## Input data
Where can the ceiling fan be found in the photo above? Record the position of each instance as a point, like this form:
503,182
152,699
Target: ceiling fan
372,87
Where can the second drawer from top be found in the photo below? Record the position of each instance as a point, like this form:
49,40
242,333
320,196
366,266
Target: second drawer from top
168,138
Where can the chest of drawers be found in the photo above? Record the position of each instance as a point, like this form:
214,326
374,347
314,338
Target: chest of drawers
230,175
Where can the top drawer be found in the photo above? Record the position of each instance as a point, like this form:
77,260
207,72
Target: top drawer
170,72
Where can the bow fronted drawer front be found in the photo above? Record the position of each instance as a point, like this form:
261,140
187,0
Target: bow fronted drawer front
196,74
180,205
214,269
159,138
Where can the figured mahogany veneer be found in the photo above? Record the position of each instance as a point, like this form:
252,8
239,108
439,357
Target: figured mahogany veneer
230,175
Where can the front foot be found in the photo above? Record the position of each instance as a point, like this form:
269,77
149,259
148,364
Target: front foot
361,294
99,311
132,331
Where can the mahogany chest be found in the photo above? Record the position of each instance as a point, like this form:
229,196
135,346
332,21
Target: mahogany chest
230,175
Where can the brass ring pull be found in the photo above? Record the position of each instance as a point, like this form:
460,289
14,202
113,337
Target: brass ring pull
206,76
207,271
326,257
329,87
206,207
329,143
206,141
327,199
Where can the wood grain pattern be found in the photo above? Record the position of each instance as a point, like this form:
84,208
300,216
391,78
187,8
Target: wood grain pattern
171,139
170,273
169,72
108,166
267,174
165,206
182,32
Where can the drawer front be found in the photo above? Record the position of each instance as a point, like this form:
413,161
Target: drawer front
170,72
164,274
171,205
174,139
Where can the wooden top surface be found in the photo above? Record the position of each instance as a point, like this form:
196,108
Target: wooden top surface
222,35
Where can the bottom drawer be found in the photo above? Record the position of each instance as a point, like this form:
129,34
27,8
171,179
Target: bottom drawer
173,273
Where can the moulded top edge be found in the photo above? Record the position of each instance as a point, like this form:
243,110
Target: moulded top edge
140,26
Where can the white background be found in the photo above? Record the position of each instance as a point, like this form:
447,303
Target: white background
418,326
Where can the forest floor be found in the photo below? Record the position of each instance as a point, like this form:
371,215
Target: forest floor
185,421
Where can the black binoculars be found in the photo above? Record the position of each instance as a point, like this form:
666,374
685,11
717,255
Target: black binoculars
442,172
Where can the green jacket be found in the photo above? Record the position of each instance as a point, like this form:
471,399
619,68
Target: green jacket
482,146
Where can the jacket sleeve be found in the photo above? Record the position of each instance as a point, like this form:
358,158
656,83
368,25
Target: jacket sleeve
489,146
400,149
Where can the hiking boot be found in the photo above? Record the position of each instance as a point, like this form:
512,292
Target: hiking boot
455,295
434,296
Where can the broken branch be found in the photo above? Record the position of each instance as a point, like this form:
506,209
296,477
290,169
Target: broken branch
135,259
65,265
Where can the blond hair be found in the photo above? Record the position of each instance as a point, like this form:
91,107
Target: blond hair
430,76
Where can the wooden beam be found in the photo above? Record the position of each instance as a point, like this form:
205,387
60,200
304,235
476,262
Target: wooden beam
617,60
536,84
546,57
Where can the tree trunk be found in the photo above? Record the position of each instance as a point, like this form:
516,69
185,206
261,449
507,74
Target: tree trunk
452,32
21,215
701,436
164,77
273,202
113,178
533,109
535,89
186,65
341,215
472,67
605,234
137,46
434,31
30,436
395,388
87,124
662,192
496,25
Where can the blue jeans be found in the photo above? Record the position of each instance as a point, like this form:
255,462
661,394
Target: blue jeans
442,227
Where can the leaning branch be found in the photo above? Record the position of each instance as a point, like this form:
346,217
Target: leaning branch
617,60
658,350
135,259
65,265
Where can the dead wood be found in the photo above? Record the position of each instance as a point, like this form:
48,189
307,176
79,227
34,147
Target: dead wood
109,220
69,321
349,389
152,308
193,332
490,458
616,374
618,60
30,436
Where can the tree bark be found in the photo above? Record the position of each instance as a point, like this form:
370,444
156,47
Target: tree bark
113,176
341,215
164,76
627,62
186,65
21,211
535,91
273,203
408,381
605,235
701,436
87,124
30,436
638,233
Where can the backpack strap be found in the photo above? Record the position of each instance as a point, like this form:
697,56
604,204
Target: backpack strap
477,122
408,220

## Written problem
Copy out the data shown above without altering anything.

## Solution for this task
Where can the ceiling fan be found in the photo above? Record the position of each instance as a point, like this form:
503,182
152,699
Target: ceiling fan
372,87
Where can the second drawer from top be found in the photo below? Record the position of each instance as a point, like this form:
49,40
242,333
320,196
366,266
Target: second drawer from top
168,138
Where can the chest of drawers be found in the photo above? Record the position of each instance as a point, like this form:
214,326
374,347
314,338
Target: chest of drawers
230,175
Where can the top drawer be found in the photo above? Record the position of each instance as a point, like this form:
77,260
207,72
Target: top drawer
170,72
Where can the bow fronted drawer front be found in the photo above? Record the position of each instance as a point, like this form:
261,140
187,0
Target: bow fronted drawer front
196,74
180,205
214,269
159,138
Where can the figured mahogany veneer be found in the photo above? Record the position of each instance as a point, like this form:
252,8
239,108
439,357
Target: figured mahogany veneer
230,175
Where can the front foot be found in the photo above? Record the position of each instance as a point, like this form:
269,77
149,259
148,364
Target: front foot
361,294
99,311
132,331
Where can the mahogany chest be found in the photo above? Record the position of each instance as a point, like this form:
229,196
135,346
332,21
Target: mahogany chest
230,175
Where can the brass ring pull be found in the photo above? Record the position of each instance as a point, like this form:
460,289
14,202
113,337
Target: brass ring pull
206,76
207,271
326,257
329,87
206,207
329,143
206,141
327,199
Where can the wood grain pattern be found in the photo above? Record the position of each instance as a point, like this form:
84,208
300,216
391,78
187,8
Target: wood grain pattern
171,139
170,273
169,72
108,166
267,174
165,206
182,32
Where can the drawer front be found in the photo above? Record the position of each instance as a point, like this form:
413,161
Target: drawer front
170,72
164,274
171,205
174,139
Where can the wooden top surface be found in the photo above? Record the position of each instance as a point, like this form:
196,108
Target: wooden top surface
222,35
Where can the bottom drawer be found in the photo above? Record the position of each instance as a point, like this form:
129,34
27,8
171,179
Target: bottom drawer
173,273
Where can the moulded top edge be found in the photo above? Record the position of each instance as a point, like this form:
243,110
Target: moulded top edge
140,26
Where can the white background be found in the photo above? Record the position of each instance as a point, like this form:
447,303
Target: white background
418,326
Where can the forest floor be found in the photo below? Record the position of each instance as a point, like this form:
371,215
Target: forest floor
185,421
Where can the black binoculars be found in the photo above? Record the position of each instance as a point, like this form:
666,374
685,11
717,255
Target: black binoculars
442,172
Where can the green jacket be found in the photo above? Record the position of each instance as a point, like this form:
471,399
619,68
Target: green jacket
482,146
Where can the jacket sleeve be found in the photo above? Record the position of each instance as a point, like this form:
358,158
656,83
368,25
Target: jacket sleeve
489,146
400,149
Where can the hiking boot be found in the photo above? Record the position of each instance as a point, like this form:
512,292
Target: hiking boot
455,295
434,296
Where can the broken branch be found in the photo above? Record the position of each instance as a point, like this form:
506,209
296,477
290,169
Target: broken branch
135,259
65,265
Where can the blond hair be found in the photo above? Record the position of each instance as a point, like this form:
91,107
Target: blond hair
430,76
Where can the wooden beam be found in the photo above? Record the position of each instance as a point, like this form:
205,387
60,200
304,235
476,262
Target: wooden beam
617,60
536,84
546,57
Where can the tree trunk be found in the photo above? Record the position of each instance as a point, like this form:
516,69
185,206
261,449
507,74
Target: tree trunk
452,32
21,215
701,436
164,77
273,202
113,178
533,109
535,89
186,65
341,215
472,67
605,234
137,46
434,31
30,436
395,388
87,124
662,192
496,25
Where can the blue jeans be found in the photo above? Record the position of each instance as a point, like this form:
255,462
661,394
Target: blue jeans
442,227
Where can the leaning branch be found in the photo above? Record the position of each instance as a point, like this form:
346,217
Target: leaning branch
617,60
658,350
135,259
65,265
Where can the dead wood be found in the photo above? Record the position of each instance as a point, like this form:
48,189
307,176
79,227
34,147
Target: dead wood
109,220
69,321
349,389
152,308
193,332
490,458
616,374
618,60
30,436
Where can the tree bark be found in the photo above? Record the position of each instance as a point, like this form:
370,444
156,47
Target: tree bark
113,176
341,215
164,76
627,62
186,65
21,211
535,91
273,203
408,381
605,235
701,436
87,124
30,436
638,233
Where can the backpack strap be found in the photo above? Record the position of each instance as a point, like this form:
697,56
604,204
Target: backpack strap
477,122
408,220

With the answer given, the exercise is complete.